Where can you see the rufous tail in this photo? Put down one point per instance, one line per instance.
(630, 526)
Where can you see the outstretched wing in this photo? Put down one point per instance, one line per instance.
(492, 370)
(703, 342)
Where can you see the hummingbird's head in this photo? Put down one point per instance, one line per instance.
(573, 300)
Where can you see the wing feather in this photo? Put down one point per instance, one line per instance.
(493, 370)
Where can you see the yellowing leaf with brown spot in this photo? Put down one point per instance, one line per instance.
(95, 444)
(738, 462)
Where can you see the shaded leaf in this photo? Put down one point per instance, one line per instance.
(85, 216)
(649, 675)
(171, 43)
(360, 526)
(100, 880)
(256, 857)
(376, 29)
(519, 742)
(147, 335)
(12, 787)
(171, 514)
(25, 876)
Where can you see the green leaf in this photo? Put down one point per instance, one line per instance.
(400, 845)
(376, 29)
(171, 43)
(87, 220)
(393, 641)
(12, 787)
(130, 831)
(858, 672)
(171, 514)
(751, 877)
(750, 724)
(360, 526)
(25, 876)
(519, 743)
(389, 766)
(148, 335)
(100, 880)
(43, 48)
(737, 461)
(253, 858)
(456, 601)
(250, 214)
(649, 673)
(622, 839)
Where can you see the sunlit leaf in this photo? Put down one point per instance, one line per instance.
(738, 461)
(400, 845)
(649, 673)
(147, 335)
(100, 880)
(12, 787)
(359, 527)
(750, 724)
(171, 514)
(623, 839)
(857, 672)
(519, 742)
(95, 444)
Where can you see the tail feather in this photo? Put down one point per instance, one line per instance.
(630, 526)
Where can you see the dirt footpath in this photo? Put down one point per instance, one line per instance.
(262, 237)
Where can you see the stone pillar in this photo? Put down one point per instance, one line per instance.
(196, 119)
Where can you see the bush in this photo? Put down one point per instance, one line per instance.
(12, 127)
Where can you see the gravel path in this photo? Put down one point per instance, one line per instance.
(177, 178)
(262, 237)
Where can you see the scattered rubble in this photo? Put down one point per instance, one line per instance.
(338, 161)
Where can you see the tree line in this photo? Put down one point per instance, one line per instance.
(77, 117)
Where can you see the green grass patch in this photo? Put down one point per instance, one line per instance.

* **Work to do**
Extract every line of the listing above without changing a single word.

* **Task response**
Where can you see the rufous tail in this photo? Put down one point per instance, one line per instance.
(630, 526)
Where can you see the outstretched wing in this photo? Put down one point per instance, one line per instance.
(492, 370)
(703, 342)
Where can you see the hummingbird's head in this photo? Put down one point per instance, one line per instance.
(573, 300)
Where can you see the wing feather in this photo? Put down one point per instance, one line per instance.
(493, 370)
Where can you see the yellowing leaf with brown spot in this photo? Put down one point per instance, one line per instance.
(95, 444)
(738, 462)
Where can you see the shaded leaf in this photo? Put down one point per instance, one line per instance.
(85, 216)
(649, 675)
(171, 43)
(360, 526)
(100, 880)
(256, 857)
(376, 29)
(519, 742)
(147, 335)
(12, 787)
(171, 514)
(25, 876)
Where can you see the green leaf in this photo? Put down one point per instance, one line per instance.
(400, 845)
(376, 29)
(171, 43)
(87, 220)
(393, 641)
(12, 787)
(130, 831)
(858, 672)
(171, 514)
(751, 877)
(750, 724)
(360, 526)
(25, 876)
(519, 743)
(389, 766)
(148, 335)
(100, 880)
(43, 48)
(737, 461)
(253, 858)
(456, 601)
(250, 214)
(649, 673)
(622, 839)
Where can you see the sunlit leaf in this photo? Put down one point per instance, one line per instance.
(738, 461)
(400, 845)
(649, 673)
(147, 335)
(100, 880)
(12, 787)
(359, 527)
(750, 724)
(171, 514)
(623, 839)
(857, 672)
(519, 742)
(95, 444)
Where can you see the tail feather in this photo? Put down one point per instance, one line per instance.
(630, 526)
Where can you see the dirt footpath in this photo? Put down one point per instance, one line per instance.
(262, 237)
Where can you see the stone pillar in this photo? Put down one point per instance, one line per instance.
(196, 119)
Where can you see the bush in this photo? Put down one point per instance, one line per instance.
(12, 127)
Where can you see the gravel path in this photo? Put down one point per instance, one line per instance.
(177, 178)
(262, 237)
Where can you see the scattered rubble in this photo? Put down one point per instance, one line per instance.
(338, 161)
Where can you see the tree line in this photo? Put down one point per instance, one line per instance.
(77, 117)
Where can you see the green grass patch in this photo? Put down one point per instance, one line per instance.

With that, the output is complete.